> **INSTRUKSI A**:
Temukan setiap baris dalam data yang memuat kata "wheel", lalu salin baris-baris itu.

> **TEKS YANG DIBERIKAN**:
※ ※ ※

AKAD ( Transaksi Secara Umum, Muamalah)
Muamalah adalah aspek hukum islam yang
ruang lingkupnya luas. Pada dasarnya aspek hukum islam yang bukan ibadah
seperti, sholat, puasa, zakat dan haji diglongkan muamalah. Karena itu masalah
pidana dan perdata digolongkan hukum muamalah.
Namun perkembangan selanjutnya hukum islam
di bidang muamalah dapat dibagi menjadi menjadi dua garis besar secara umum
yakni munakahat dan jinayat. Sementara itu muamalah dalam arti yang lebih
sempit atau dalam arti yang khusus hanya membahas tentang hukum ekonomi dan
bisnis islam.[1]
Dalam pengertian muamalah secara khusus
dibahas berbagai macam transaksi-transaksi yang terjadi dalam kehidupan
sehari-hari terutama dari aspek hukumnya. Transaksi-transaksi tersebut dibahas
dan dipelajari dari sudut pandang fiqh muamalah. Sehingga semua transaksi yang
dibahas dalam fiqh muamalah dapat ditentukan hukumnya. Apakah suatu transaksi
itu halal ataupun haram.

※ ※ ※

> **DATA YANG DITAMPILKAN**:
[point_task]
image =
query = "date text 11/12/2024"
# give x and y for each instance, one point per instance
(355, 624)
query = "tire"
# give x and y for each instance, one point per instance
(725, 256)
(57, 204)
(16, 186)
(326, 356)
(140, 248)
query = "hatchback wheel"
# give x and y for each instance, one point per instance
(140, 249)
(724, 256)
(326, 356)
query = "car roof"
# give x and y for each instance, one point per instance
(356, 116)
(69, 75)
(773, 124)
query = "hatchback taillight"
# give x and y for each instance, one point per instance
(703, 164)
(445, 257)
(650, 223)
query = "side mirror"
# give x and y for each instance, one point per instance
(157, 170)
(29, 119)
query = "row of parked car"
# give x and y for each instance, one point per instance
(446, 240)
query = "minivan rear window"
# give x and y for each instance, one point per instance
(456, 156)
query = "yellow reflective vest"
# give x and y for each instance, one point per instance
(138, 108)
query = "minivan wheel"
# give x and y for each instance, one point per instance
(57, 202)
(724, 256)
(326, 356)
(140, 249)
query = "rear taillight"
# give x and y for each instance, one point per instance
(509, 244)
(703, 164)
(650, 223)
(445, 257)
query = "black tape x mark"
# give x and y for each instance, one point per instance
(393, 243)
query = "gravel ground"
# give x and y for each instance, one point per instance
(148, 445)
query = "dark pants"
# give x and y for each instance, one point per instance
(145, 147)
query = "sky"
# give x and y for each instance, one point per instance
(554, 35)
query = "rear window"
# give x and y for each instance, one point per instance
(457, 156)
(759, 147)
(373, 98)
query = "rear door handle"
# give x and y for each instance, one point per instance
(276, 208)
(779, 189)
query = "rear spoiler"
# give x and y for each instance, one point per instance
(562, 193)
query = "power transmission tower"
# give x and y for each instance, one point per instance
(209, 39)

※ ※ ※

> **INSTRUKSI B**:
Lanjutkan teks tentang muamalah di atas setelah kalimat terakhirnya.

> **JAWABAN A**:
query = "hatchback wheel"
query = "minivan wheel"

> **JAWABAN B**:
Dalam fiqh muamalah dibahas banyak sekali
transaksi, yang salah satu babnya membahas tentang transaksi secara umum atau
biasa disebut akad. Dalam akad terdapat banyak sekali rukun dan syarat yang
harus dipenuhi untuk mewujudkan agar akad yang dilakukan sah, dan menghasilkan produk
hukum yang halal.
Dalam mengapai produk hukum yang halal,
maka syarat dan rukun seperti yang disebutkan diatas harus dipahami dan
dikuasai serta selalu terpenuhi setiap melakukan kegiatan transaksi.
Akad adalah suatu penentu, suatu parameter
yang menyebabkan suatu transaksi itu sah, karena secara keseluruhan
transaksi-transaksi yang terjadi dalam kehidupan sehari-hari merupakan bagian
dari akad. Sehinggadapat dikatan akad merupakan akar dari semua transaksi.
A. Pengertian Akad
Perikatan atau perjanjian, ataupun
transaksi-transaksi lainya dalam konteks fiqih muamalah dapat disebut dengan
akad. Kata akad berasal dari bahasa arab al-‘aqd bentuk jamaknya al-‘uqud
yang mempunyai arti perjanjian, persetujuan kedua belah pihak atau lebih dan
perikatan.[1]
Adapun secara terminology ulama fiqh
melihat akad dari dua sisi yakni secara umum dan secara khusus.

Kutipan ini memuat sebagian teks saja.